## STORED ROWS
»»

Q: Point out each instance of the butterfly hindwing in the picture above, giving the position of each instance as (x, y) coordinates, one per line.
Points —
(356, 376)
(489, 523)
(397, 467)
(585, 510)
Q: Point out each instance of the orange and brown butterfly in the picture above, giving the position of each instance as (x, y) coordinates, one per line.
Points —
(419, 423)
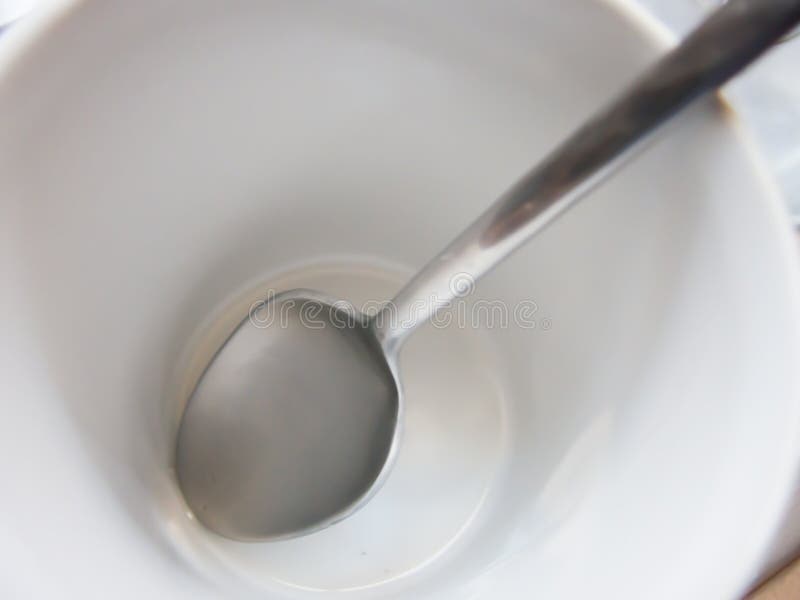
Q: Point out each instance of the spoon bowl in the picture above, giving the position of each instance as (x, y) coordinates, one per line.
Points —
(297, 410)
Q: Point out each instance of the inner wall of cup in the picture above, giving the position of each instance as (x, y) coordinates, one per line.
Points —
(222, 145)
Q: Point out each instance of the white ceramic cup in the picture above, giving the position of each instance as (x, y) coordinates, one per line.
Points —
(157, 159)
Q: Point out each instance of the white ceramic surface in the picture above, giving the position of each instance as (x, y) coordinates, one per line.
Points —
(161, 161)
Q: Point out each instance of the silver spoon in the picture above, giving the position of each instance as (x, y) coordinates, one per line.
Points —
(294, 426)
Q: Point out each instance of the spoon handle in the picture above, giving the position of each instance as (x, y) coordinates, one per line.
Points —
(726, 42)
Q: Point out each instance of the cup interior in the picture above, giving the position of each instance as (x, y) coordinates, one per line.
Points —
(162, 164)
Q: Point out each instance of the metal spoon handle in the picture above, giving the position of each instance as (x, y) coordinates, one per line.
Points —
(725, 43)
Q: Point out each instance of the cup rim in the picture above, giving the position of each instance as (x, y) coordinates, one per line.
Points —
(20, 42)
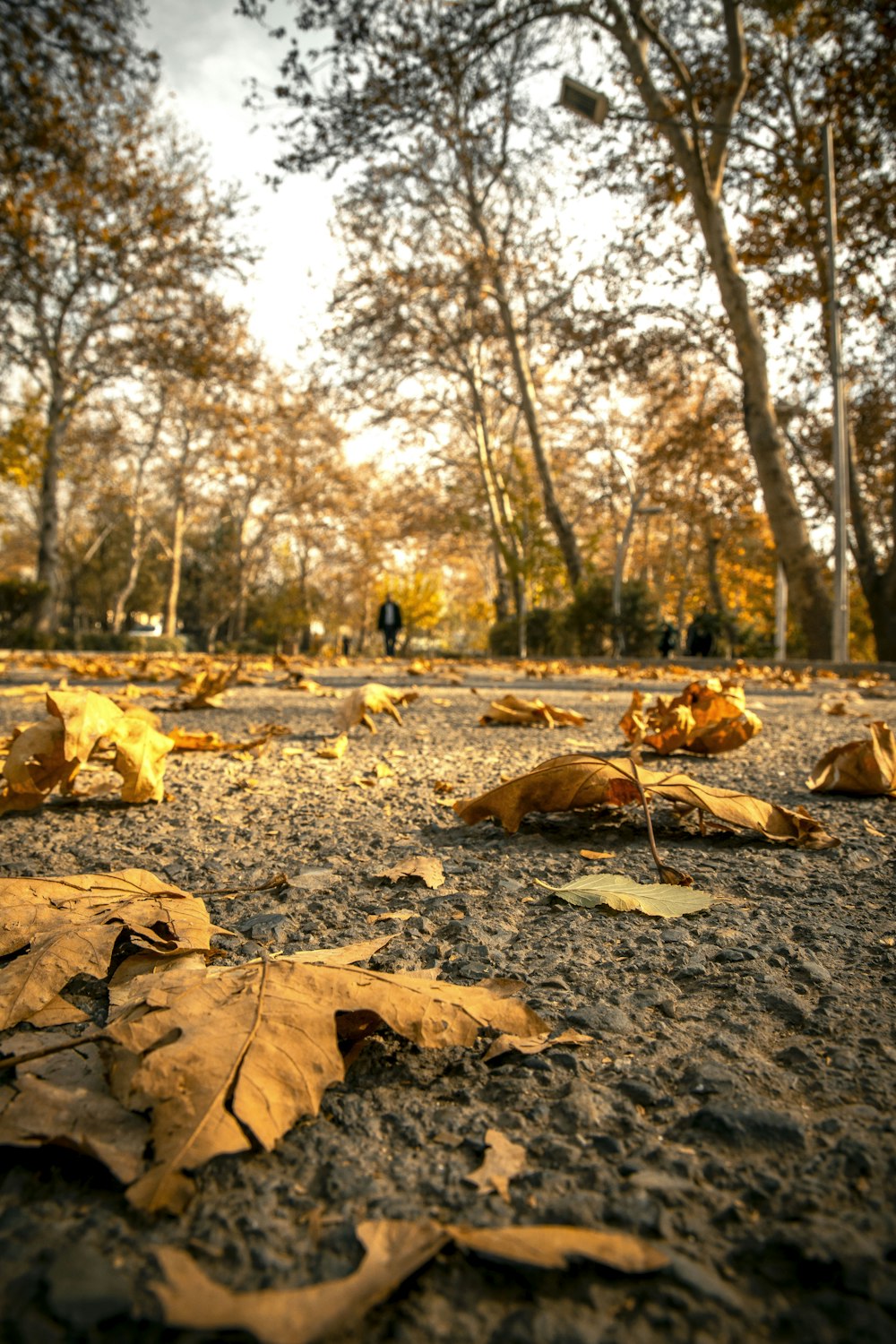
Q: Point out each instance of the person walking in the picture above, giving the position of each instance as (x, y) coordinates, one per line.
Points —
(668, 639)
(390, 623)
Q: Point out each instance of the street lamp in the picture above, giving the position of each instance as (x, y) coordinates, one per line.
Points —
(594, 107)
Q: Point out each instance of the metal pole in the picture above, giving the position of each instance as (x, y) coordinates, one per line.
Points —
(780, 615)
(840, 632)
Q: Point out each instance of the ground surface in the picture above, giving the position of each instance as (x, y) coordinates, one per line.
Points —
(737, 1104)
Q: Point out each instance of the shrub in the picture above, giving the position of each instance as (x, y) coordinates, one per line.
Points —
(19, 599)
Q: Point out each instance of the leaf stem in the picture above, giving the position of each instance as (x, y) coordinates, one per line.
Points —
(53, 1050)
(646, 812)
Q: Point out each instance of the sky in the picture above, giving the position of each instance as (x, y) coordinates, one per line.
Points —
(207, 56)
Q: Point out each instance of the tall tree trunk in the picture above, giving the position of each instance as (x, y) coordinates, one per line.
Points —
(501, 585)
(619, 569)
(716, 594)
(702, 166)
(47, 613)
(809, 590)
(528, 400)
(177, 564)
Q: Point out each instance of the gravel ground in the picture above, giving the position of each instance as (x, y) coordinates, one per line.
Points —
(737, 1105)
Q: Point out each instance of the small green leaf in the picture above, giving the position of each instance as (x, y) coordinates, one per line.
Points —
(621, 892)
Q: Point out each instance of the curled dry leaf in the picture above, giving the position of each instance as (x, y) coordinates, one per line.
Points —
(866, 768)
(621, 892)
(535, 1045)
(81, 723)
(64, 1099)
(335, 749)
(501, 1163)
(185, 739)
(70, 926)
(425, 867)
(206, 690)
(576, 782)
(392, 1252)
(705, 719)
(231, 1056)
(370, 699)
(297, 682)
(513, 710)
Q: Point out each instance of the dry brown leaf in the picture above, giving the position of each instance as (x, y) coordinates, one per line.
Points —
(78, 726)
(206, 690)
(512, 710)
(535, 1045)
(238, 1055)
(705, 719)
(501, 1163)
(371, 699)
(394, 1250)
(70, 926)
(309, 685)
(64, 1099)
(140, 758)
(422, 866)
(576, 782)
(866, 768)
(335, 749)
(554, 1247)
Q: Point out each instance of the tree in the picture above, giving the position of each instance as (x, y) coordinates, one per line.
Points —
(104, 263)
(463, 215)
(685, 74)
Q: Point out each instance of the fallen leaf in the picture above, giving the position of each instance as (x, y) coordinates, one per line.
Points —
(501, 1163)
(335, 749)
(303, 683)
(187, 739)
(392, 1252)
(140, 758)
(512, 710)
(866, 768)
(238, 1055)
(371, 699)
(206, 690)
(64, 1099)
(422, 866)
(72, 925)
(81, 725)
(555, 1246)
(576, 782)
(705, 718)
(535, 1045)
(621, 892)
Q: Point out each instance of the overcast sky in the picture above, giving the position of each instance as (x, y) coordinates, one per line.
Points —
(209, 54)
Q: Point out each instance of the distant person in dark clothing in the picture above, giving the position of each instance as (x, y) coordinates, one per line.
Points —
(700, 634)
(668, 639)
(390, 623)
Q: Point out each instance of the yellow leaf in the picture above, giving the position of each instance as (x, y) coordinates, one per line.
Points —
(866, 768)
(501, 1163)
(576, 782)
(705, 718)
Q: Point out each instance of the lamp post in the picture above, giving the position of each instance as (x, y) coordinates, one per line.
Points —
(594, 107)
(840, 634)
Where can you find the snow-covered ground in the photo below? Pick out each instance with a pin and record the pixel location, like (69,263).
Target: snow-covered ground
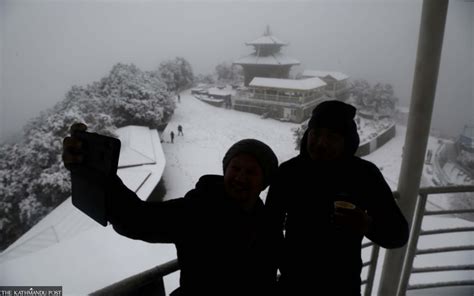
(99,257)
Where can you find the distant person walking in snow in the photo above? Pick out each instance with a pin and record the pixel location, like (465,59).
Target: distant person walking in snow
(326,200)
(224,243)
(172,137)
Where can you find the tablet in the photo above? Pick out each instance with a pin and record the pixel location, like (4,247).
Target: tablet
(89,190)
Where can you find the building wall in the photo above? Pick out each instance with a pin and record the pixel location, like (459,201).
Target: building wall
(251,71)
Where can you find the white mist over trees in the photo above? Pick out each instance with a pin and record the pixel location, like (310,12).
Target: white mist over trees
(33,180)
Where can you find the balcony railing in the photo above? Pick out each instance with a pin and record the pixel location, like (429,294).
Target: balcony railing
(151,281)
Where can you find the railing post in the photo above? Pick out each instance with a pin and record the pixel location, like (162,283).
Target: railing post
(374,255)
(412,244)
(430,42)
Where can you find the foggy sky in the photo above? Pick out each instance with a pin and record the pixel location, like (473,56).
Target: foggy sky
(48,46)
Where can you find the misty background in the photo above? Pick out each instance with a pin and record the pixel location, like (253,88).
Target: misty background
(46,47)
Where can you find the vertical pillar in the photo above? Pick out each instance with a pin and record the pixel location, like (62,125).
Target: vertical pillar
(430,42)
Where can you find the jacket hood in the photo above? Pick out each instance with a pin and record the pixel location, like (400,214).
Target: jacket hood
(339,117)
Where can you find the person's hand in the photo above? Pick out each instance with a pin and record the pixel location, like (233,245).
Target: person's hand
(352,220)
(72,148)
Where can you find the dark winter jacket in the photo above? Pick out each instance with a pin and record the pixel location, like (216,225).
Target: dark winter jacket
(221,249)
(316,257)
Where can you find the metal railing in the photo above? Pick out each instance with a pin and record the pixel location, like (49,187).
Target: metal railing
(371,264)
(416,232)
(151,281)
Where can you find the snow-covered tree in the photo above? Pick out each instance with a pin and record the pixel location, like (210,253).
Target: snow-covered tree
(205,79)
(33,180)
(466,160)
(177,74)
(136,97)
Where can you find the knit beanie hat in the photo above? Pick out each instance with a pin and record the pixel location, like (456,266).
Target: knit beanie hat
(262,152)
(339,117)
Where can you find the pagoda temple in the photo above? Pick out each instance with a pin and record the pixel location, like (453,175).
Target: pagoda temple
(266,60)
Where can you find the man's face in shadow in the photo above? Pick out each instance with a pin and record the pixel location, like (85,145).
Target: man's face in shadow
(325,144)
(243,179)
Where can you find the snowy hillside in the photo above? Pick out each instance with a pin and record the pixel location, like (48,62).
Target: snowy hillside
(99,257)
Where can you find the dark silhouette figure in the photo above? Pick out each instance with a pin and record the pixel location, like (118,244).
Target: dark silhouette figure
(224,241)
(322,244)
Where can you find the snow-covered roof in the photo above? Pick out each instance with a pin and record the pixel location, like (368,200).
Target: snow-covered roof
(267,40)
(301,84)
(274,59)
(141,165)
(137,146)
(336,75)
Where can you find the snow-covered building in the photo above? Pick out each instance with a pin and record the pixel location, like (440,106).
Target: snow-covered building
(266,60)
(284,99)
(337,86)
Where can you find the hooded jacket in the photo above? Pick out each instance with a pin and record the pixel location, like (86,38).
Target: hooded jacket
(316,256)
(221,249)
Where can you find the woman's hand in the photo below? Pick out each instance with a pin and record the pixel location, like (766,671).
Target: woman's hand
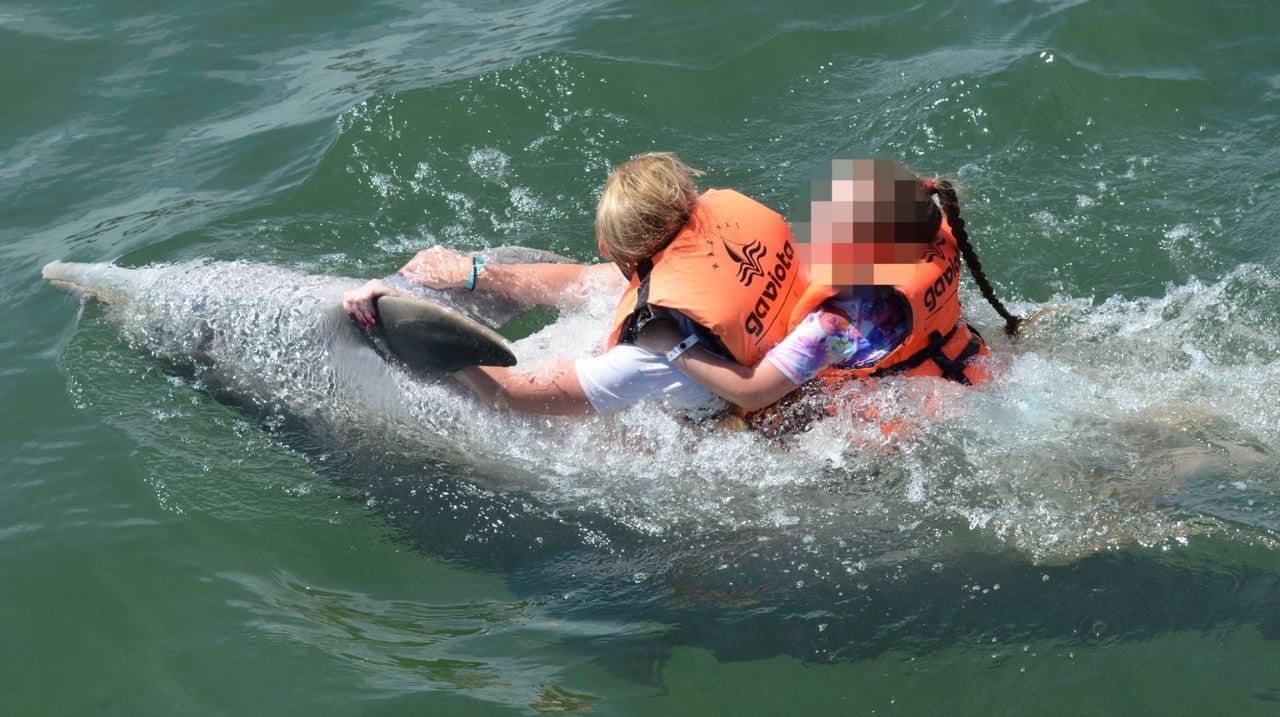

««

## DIRECTIONS FOR THIS TASK
Copy the records word for word, starting at the line that contains "Where can you find the metal" and continuing through the end of the records. Leave the pictures out of your copy.

## IN RESPONSE
Where can you find the metal railing in the photo above? Pick out each instance with a pin and record the pixel location, like (49,187).
Target: metal railing
(371,264)
(416,232)
(151,281)
Where can you find the snow-covered tree in the photo above? Pick out each instance with a pin and record the pixel location, like (210,253).
Target: snow-covered tree
(205,79)
(33,180)
(466,160)
(177,74)
(136,97)
Where can you find the knit beanie hat in the photo above? Pick out each instance with a pin and record the pixel location, like (456,266).
Target: knit beanie hat
(262,152)
(339,117)
Where can you find the pagoda temple in the photo above? Pick out each instance with a pin and record the pixel location, like (453,175).
Target: pagoda temple
(266,60)
Where can you find the man's face in shadow in the photo above? Pick out each instance with a pin and record the pixel location, like (85,145).
Target: man's face in shadow
(325,144)
(243,179)
Where can you find the snowy hillside in the photo above? Pick out each instance with a pin and record the pixel location, like (48,62).
Target: snowy hillside
(99,257)
Where can you find the dark silhouette figure in the photo above? Pick out each instance with a pin and record the pixel location, like (118,244).
Target: dark silhouette figure
(224,241)
(322,244)
Where can you find the snow-covered roof in the photo above? Pick out each instance with a pin and record the pixel location, like (368,200).
Target: snow-covered roof
(267,40)
(301,84)
(274,59)
(141,165)
(137,146)
(336,75)
Where can you find the snow-covered building in the photo above? Pick out each instance with a pin and record the pixel location, like (440,106).
Target: snow-covered building
(266,60)
(284,99)
(337,86)
Where can you find the hooded jacket in the photo above? Pick out each instance with a pin and record the pixel location, like (86,38).
Target: hooded jacket
(316,256)
(221,249)
Where can you find the woman's hand in the photo below? Pick out each instance with a pin and record the pixel location, like (766,671).
Target: woman's hand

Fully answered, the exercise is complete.